December 2020 Advocate: Smaller class sizes needed to develop social justice pedagogy

ANTI-OPPRESSION COMMITTEE

Smaller class sizes are essential to effectively develop anti-racist, anti-oppression pedagogy

By Doniella Maher, AFT 1493 Cañada Chapter Co-Chair

In September, the newly formed AFT Anti-Oppression Committee determined to focus on the relationship between class size and equity and how large class sizes particularly impact our most marginalized students.  Our first campaign was to develop a resolution to support and build a meaningful district-wide conversation about equity and a process to reduce large class size limits that inhibit student-centered teaching. As part of this campaign, we have engaged in many important discussions across the campuses. Equity committees at all three schools have discussed the resolution, raising thought-provoking ideas and questions.  The Executive Committee of AFT and the District Academic Senate have also contributed to and voted to support the resolution.  To bring our ideas to the Board of Trustees, two members, Doniella Maher and Rika Yonemura-Fabian, presented a rationale and explanation of the resolution in conjunction with students presenting student survey results and personal stories at the November 18th Board Meeting.

Resolution on class size reduction and student-centered teaching presented to SMCCD Board

The following is from our presentation to the Trustees:

We are here today to represent the AFT Anti-Oppression Committee. The committee was initially formed at the AFT-organized teach-in held in September, “Social Justice Unionism in Practice: From Part-Time Pay Parity to Anti-Oppression Organizing.” As a team of rank-and-file members, students, and AFT officers, we collaborate on activities that social justice unionism requires, going beyond the standard wage and benefits issues. The committee is charged with building solidarity through active education and conversation on, and actions against, anti-blackness, misogyny, ableism, cis- and heteronormativity, and other systems of oppression that our faculty and students face. At one of our first meetings, the Anti-Oppression committee determined that connecting student equity goals with class size was something that we all had passion to pursue.

#### DATA RECORDS:
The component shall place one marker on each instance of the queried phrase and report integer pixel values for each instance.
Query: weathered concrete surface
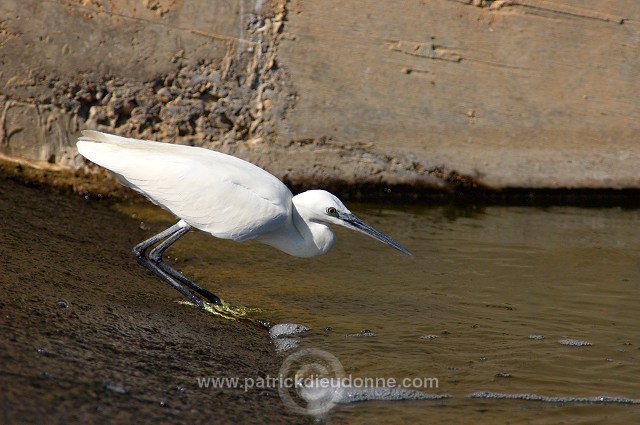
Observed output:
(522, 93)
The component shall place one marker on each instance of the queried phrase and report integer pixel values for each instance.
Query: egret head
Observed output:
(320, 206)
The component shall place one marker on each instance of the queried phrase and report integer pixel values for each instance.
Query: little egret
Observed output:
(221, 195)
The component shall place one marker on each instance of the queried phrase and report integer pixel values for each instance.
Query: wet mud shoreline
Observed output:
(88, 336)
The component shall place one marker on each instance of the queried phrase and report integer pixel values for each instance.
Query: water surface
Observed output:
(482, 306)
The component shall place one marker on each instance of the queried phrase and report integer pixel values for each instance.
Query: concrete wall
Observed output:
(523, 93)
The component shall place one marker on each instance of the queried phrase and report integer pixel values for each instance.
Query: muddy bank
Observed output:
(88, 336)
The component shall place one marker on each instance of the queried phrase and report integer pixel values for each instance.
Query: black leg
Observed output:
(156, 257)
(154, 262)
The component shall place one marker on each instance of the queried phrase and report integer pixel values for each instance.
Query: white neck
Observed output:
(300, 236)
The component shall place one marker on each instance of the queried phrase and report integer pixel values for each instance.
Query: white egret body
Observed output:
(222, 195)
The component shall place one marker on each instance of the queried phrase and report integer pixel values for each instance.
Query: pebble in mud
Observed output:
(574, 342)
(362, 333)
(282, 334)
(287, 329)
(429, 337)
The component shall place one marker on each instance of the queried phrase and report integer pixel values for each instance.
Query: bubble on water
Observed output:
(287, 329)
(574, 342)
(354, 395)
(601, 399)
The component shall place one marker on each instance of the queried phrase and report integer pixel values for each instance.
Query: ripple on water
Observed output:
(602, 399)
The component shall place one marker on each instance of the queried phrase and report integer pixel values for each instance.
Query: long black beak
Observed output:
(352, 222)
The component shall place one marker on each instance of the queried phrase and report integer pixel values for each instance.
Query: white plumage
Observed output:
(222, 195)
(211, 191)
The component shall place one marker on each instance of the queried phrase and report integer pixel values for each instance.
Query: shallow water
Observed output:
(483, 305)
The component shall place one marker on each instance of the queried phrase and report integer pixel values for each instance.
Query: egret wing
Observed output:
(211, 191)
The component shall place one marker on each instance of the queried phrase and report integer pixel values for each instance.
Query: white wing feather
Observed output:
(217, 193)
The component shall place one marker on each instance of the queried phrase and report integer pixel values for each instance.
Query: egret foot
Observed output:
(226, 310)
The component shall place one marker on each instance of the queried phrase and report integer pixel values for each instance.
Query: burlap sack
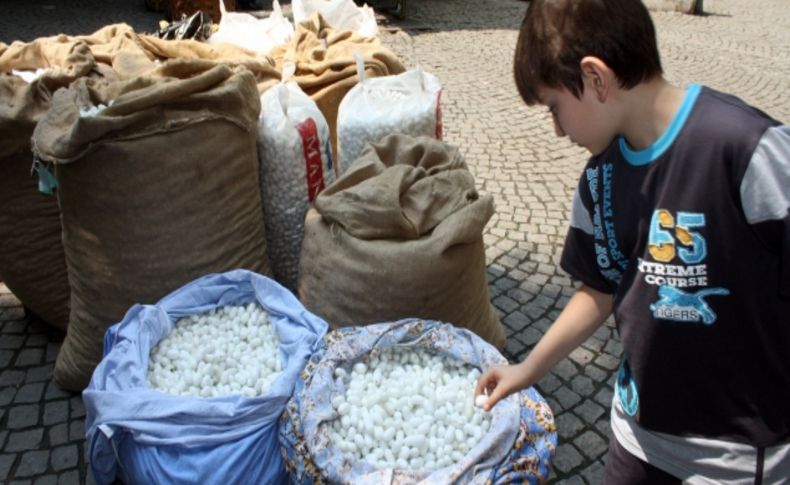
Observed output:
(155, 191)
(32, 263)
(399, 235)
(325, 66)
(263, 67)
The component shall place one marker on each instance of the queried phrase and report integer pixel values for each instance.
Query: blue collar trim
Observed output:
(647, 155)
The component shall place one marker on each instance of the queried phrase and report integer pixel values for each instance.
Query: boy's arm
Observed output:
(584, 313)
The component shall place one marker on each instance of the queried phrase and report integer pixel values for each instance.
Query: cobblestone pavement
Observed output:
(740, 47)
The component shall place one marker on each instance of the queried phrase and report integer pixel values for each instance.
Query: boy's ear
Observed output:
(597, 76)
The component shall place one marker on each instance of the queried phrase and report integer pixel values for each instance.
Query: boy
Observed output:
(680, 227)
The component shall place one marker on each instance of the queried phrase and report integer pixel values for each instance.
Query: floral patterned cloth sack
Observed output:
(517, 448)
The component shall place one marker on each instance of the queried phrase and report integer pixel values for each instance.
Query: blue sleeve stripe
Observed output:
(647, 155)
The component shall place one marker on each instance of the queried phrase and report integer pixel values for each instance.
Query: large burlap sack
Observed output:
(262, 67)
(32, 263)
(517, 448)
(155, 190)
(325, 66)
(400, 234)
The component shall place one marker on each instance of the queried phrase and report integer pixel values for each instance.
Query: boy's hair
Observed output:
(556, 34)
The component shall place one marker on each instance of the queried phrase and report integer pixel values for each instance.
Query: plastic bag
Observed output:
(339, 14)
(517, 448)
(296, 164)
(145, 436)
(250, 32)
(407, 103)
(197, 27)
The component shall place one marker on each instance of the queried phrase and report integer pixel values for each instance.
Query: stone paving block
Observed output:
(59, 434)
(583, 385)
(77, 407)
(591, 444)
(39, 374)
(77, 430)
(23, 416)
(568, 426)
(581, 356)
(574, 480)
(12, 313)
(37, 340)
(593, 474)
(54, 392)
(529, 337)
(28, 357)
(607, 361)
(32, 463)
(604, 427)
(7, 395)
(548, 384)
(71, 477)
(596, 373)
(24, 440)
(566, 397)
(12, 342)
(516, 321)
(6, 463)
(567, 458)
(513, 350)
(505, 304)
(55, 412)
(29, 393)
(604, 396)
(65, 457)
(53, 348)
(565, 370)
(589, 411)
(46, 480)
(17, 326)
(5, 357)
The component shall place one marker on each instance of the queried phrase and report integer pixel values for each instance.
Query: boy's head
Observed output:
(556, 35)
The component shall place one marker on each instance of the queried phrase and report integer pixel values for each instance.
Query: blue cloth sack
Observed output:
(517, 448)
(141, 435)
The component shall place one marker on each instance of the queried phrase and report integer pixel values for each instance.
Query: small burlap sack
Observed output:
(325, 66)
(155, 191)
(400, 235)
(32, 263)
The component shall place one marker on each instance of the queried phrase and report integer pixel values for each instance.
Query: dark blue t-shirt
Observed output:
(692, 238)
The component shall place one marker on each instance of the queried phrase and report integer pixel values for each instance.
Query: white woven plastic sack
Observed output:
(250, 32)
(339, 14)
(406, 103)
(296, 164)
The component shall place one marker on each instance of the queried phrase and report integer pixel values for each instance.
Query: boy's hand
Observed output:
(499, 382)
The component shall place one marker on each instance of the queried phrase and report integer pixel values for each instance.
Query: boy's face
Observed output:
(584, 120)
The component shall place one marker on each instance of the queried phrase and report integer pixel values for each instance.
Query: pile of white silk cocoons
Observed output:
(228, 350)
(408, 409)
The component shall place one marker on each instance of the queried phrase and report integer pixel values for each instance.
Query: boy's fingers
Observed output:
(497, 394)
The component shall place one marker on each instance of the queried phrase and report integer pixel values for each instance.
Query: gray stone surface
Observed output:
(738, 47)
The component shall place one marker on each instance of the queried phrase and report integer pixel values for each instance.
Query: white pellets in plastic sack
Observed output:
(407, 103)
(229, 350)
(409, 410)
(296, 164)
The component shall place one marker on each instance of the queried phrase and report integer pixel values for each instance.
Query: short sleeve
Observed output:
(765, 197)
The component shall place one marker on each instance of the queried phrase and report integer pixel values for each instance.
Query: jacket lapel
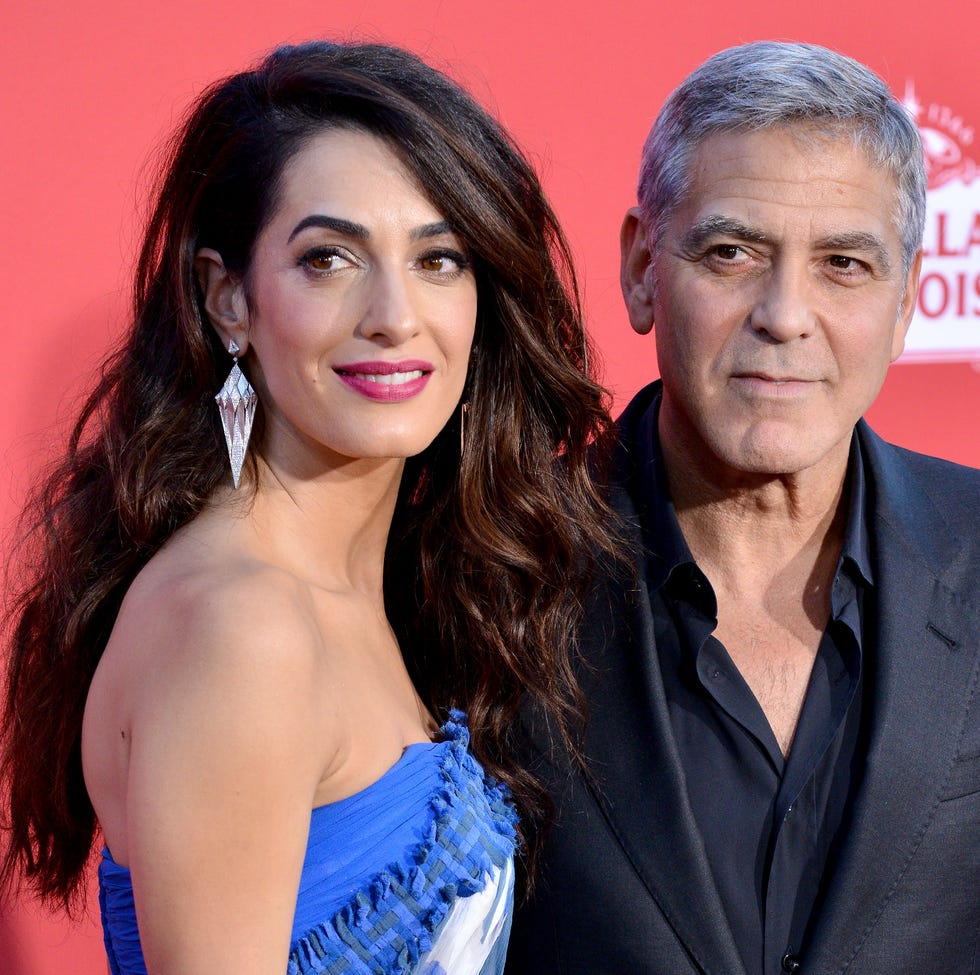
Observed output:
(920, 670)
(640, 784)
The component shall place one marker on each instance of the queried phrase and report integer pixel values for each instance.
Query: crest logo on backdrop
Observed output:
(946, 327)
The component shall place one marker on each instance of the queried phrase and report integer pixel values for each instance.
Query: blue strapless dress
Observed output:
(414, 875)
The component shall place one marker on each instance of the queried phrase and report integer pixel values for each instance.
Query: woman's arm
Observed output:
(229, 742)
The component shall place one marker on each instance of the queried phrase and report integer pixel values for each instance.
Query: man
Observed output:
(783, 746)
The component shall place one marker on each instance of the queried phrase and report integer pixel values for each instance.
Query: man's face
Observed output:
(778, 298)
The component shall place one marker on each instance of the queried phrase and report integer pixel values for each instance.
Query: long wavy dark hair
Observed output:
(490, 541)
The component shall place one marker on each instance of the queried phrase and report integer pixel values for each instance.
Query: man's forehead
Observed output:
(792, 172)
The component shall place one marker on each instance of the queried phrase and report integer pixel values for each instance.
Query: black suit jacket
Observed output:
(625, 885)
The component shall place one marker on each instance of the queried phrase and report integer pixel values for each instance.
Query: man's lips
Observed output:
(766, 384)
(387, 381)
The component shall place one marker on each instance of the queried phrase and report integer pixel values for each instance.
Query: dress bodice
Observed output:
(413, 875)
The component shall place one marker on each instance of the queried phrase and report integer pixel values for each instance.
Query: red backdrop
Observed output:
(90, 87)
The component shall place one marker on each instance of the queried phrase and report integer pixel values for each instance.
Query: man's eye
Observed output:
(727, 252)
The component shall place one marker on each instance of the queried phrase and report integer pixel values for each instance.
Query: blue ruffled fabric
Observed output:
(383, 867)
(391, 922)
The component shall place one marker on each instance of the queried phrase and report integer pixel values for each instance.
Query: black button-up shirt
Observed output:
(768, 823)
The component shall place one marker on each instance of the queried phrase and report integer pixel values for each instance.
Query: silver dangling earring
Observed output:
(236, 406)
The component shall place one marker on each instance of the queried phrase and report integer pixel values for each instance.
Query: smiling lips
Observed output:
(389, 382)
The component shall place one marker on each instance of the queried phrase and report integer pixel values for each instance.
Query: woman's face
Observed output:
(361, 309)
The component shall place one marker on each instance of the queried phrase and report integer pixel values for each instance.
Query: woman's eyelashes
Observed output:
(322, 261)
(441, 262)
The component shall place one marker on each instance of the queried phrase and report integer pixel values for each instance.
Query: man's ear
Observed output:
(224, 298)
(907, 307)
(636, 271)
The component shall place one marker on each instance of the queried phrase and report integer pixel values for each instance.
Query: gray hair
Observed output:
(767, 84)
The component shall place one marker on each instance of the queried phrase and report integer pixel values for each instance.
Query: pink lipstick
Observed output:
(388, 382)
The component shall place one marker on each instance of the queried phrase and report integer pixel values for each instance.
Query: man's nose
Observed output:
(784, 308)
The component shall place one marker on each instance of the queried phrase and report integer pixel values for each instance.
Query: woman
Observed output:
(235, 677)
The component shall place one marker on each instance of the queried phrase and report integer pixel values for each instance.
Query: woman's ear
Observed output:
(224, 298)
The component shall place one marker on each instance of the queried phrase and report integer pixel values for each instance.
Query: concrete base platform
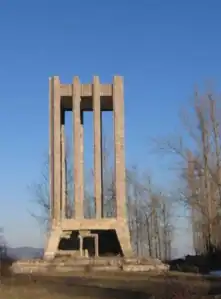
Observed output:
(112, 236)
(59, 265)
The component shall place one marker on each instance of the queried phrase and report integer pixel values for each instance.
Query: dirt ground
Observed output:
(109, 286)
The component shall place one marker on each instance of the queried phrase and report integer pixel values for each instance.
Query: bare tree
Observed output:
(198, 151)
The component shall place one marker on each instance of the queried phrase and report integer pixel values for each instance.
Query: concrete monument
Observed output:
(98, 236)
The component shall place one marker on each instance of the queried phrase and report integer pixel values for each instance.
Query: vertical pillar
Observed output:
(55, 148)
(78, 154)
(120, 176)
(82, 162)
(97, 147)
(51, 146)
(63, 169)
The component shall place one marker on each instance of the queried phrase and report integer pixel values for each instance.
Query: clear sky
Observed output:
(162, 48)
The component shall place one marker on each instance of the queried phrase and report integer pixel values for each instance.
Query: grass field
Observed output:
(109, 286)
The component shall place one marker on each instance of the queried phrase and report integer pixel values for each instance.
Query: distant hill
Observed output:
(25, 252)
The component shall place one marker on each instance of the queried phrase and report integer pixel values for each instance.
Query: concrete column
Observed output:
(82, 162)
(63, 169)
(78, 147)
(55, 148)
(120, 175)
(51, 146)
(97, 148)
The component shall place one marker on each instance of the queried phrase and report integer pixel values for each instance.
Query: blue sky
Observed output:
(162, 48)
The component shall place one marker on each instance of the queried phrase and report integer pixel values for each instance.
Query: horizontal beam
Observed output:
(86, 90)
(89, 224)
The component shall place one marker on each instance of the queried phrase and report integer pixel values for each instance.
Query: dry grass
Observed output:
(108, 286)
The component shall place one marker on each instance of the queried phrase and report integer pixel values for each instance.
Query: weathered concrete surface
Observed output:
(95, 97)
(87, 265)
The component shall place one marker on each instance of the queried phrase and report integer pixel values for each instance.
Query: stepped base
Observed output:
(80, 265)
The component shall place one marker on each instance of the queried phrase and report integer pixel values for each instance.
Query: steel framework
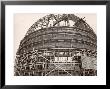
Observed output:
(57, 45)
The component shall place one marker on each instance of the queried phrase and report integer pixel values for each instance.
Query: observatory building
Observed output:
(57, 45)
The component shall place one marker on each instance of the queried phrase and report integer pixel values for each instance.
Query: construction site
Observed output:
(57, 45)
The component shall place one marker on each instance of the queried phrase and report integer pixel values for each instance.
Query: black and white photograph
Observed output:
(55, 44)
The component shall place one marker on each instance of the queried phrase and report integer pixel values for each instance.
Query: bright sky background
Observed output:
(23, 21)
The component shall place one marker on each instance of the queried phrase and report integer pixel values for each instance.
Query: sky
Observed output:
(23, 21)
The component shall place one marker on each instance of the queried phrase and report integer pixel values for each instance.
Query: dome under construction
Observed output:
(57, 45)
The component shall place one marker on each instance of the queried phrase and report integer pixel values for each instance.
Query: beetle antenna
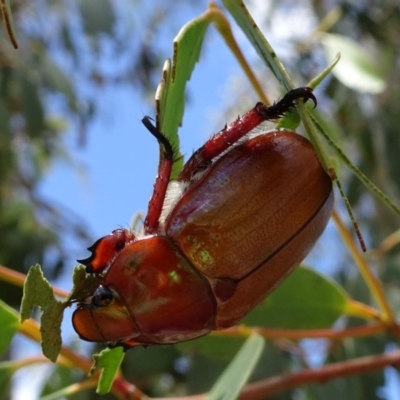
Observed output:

#### EXERCISE REQUIREMENTS:
Extend the article on class size and anti-oppression pedagogy, picking up after its last sentence. The entries are separate material and are not part of the text on class size and anti-oppression pedagogy.

#### EXPECTED OUTPUT:
As the delegates of the anti-oppression committee, we are here today to present the resolution on small class size as an important social justice measure the District can implement that would have a significant social justice impact on our students.  

We don’t have to start at the beginning. Over the last 10 years, faculty across disciplines within the SMCCD have developed and led professional development activities identifying the beneficial effects of student-centered pedagogical practices and the need to implement them even more broadly into our teaching.  These include, but are not limited to, the development of cohort learning communities such as Umoja and Writing in the End Zone at CSM and Puente at Cañada, training faculty to develop student-centered practices through professional development like the “Transforming STEM Teaching Faculty Learning Program”, and connecting faculty, tutors, peer mentors, and counselors to approach teaching holistically. These are incredible programs, and we should build off them to develop coherent anti-racist pedagogy for our students.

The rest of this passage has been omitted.